[Supplied records — start]

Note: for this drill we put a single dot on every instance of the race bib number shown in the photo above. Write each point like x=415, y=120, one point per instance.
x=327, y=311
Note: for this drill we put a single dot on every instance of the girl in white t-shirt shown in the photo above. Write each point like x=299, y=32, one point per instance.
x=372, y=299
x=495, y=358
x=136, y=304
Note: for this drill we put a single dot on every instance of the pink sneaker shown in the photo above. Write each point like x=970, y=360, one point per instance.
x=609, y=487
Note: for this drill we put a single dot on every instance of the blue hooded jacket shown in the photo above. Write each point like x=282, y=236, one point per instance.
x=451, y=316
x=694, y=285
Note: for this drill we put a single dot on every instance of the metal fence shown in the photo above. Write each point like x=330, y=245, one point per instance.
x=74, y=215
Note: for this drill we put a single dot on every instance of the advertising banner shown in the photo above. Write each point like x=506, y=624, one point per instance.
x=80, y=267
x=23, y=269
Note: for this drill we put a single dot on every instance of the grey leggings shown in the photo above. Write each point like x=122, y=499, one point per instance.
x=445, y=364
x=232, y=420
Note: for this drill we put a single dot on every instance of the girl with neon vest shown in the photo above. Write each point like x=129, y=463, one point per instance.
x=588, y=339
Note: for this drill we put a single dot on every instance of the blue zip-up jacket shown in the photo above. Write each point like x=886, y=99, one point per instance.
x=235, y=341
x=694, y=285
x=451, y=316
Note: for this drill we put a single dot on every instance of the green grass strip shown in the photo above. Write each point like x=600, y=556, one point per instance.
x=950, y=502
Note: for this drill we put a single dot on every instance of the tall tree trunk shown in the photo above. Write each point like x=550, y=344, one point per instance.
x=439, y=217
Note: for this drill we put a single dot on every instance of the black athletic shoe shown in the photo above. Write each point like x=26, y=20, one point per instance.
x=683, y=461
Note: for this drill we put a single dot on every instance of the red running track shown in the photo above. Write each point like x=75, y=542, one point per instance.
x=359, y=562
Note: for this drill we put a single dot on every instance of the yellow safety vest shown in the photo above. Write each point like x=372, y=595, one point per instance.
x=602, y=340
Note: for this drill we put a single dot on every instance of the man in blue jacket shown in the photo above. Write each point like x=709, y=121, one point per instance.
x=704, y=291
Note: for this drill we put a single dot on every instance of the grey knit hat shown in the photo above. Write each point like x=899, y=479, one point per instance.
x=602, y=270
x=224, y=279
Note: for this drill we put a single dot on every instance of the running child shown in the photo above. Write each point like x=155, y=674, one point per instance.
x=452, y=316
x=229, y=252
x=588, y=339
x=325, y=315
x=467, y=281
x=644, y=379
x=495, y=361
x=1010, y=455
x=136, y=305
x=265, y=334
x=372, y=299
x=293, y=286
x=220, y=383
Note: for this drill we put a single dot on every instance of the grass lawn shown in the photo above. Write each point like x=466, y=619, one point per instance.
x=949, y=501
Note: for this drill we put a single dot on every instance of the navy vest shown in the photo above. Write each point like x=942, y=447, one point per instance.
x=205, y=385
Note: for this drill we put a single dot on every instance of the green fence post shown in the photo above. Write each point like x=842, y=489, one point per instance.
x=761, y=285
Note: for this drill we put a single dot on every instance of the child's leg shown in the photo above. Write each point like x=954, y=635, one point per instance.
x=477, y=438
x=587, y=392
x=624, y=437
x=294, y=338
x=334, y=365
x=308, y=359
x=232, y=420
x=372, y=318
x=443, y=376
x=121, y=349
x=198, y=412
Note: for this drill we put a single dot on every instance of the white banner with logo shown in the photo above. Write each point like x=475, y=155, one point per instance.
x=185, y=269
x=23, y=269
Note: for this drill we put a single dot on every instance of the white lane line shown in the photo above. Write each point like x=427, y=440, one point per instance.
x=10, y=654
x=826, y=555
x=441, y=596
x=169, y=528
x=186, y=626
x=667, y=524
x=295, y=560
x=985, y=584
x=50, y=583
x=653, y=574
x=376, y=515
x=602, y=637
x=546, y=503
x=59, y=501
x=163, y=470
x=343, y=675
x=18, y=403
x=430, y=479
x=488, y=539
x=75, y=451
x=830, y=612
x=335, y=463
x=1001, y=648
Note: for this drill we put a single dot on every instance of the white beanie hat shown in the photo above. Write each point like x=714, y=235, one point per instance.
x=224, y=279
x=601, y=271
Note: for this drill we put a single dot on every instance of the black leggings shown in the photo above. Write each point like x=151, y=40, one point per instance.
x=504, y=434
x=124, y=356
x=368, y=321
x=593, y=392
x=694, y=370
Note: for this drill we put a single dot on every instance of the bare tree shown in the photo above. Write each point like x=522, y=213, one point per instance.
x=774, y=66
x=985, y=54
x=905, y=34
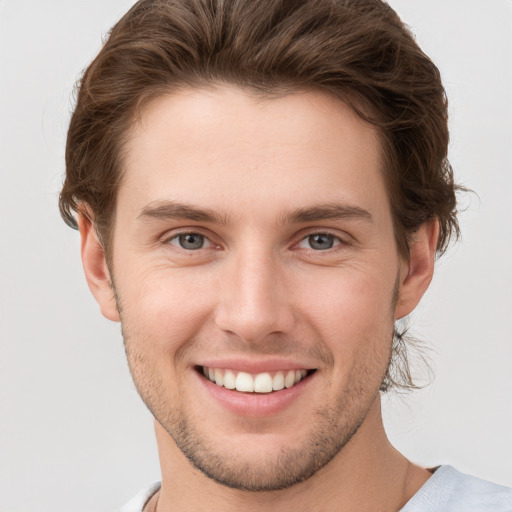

[Supplied records — finish]

[Exercise prompt]
Put each line of the listing above into the copy exactly, dropping the pictures.

[Exercise solution]
Note: for this drill we put a single dot on every instance of the race bib number shown in the photo above. Write each point like x=415, y=120, one point per instance.
x=327, y=311
Note: for this drill we put a single dot on every instance of the girl in white t-shirt shown in the photo above. Write each point like x=299, y=32, one point per instance.
x=372, y=299
x=495, y=358
x=136, y=304
Note: for this drill we put a single dot on every instance of the pink sneaker shown in the photo above. Write each point like x=970, y=360, one point per instance.
x=609, y=487
Note: for this drill we put a single dot on every instance of the blue hooded jacket shown in the photo above. Write each point like x=282, y=236, one point per instance.
x=451, y=316
x=694, y=285
Note: for this drill we put a single dot on every instance of the metal fence shown in the photo above. Write each point like x=330, y=245, one point per instance.
x=74, y=215
Note: for this drill we put a single dot on every instance of the advertising banner shown in the photo above. Write each point like x=506, y=624, one point per instance.
x=80, y=267
x=23, y=269
Note: for this drill we put a single dot on every instance of the grey leggings shown in the photo above. Write each point like x=122, y=499, one point per instance.
x=445, y=364
x=232, y=420
Note: for this drill we put a single dot on every instance of the girl with neon vest shown in the photo above. Write each point like x=129, y=463, one point per instance.
x=588, y=339
Note: for this drill we put a single dot on every instance of the blue zip-up jacket shown in the photo above. Write each point like x=886, y=99, one point per instance.
x=235, y=341
x=694, y=285
x=451, y=316
Note: for this drill we put a single dot on every instance of the green grass strip shown in the photo above. Write each point like x=600, y=556, one point per instance.
x=950, y=502
Note: for this drill we put a single dot on every instance of the tall tree trunk shown in the photo above. Write each point like x=550, y=344, one point per instance.
x=439, y=217
Note: for this drill we put a single dot on every instance of the black athletic shoe shown in the photo above. Write each point like x=26, y=20, one point per instance.
x=683, y=461
Note: for this drill we put a single dot on every instance of the red running track shown in the photo above. Write each point like x=75, y=542, one point per instance.
x=359, y=562
Note: for this drill we put a single dot on every instance of the yellow safety vest shown in the photo above. Write each point like x=372, y=595, one point per instance.
x=602, y=340
Note: for this drill we put a single dot on every instance of the man in blue jacket shown in the photo above. Write each point like x=709, y=121, one point per instance.
x=704, y=291
Note: for this drill we put a single dot on every instance of the grey knit hat shown in the photo above. Write each point like x=899, y=479, one point per instance.
x=602, y=270
x=224, y=279
Note: for this drill we put a single dot on every instance of the running child shown in the photo above. Write each point like x=155, y=674, one point per instance.
x=452, y=316
x=229, y=252
x=588, y=339
x=325, y=315
x=467, y=281
x=644, y=379
x=495, y=361
x=1010, y=455
x=136, y=305
x=265, y=334
x=372, y=299
x=293, y=286
x=220, y=383
Note: for this drill we put a single dot on every instance of the grass lawn shown in the photo above. Write each point like x=466, y=619, one point per instance.
x=949, y=501
Note: for this drill we put a single dot on every instance of the navy vest shown in the photo above. Write each point like x=942, y=447, one point per instance.
x=205, y=385
Note: for this drill we put a single dot on every instance of the green fence post shown in the photo above. Write each point like x=842, y=489, one point per instance.
x=761, y=285
Note: for this drill we put a single dot on every instance of the child's leg shown in the photo above. Write each point like x=954, y=635, one point per instance.
x=477, y=438
x=587, y=392
x=624, y=437
x=294, y=338
x=334, y=365
x=308, y=359
x=232, y=420
x=372, y=318
x=443, y=376
x=121, y=349
x=198, y=412
Note: for this drill we put a single dot on every instance of the white banner with logo shown in the photo above. Write each point like x=475, y=155, one point per instance.
x=185, y=269
x=23, y=269
Note: for this drill we put a single dot on every instance of the white lane line shown in the photo above. Write each point like x=427, y=440, one point per instance.
x=10, y=654
x=826, y=555
x=441, y=596
x=169, y=528
x=186, y=626
x=667, y=524
x=295, y=560
x=985, y=584
x=50, y=583
x=653, y=574
x=376, y=515
x=602, y=637
x=546, y=503
x=59, y=501
x=163, y=470
x=343, y=675
x=18, y=403
x=430, y=479
x=488, y=539
x=75, y=451
x=830, y=612
x=335, y=463
x=1001, y=648
Note: for this drill we put a single dot on every instance of the white beanie hat shown in the photo above. Write each point like x=714, y=235, one point per instance.
x=224, y=279
x=601, y=271
Note: for this drill we put a single dot on every instance of the black leggings shown in the photo above. Write each point like x=151, y=40, one point per instance.
x=504, y=434
x=124, y=356
x=368, y=321
x=593, y=392
x=694, y=370
Note: for this drill we put a single dot on every instance of the bare tree shown in the photo above. Write each point like x=522, y=213, one point per instance.
x=774, y=66
x=985, y=54
x=905, y=34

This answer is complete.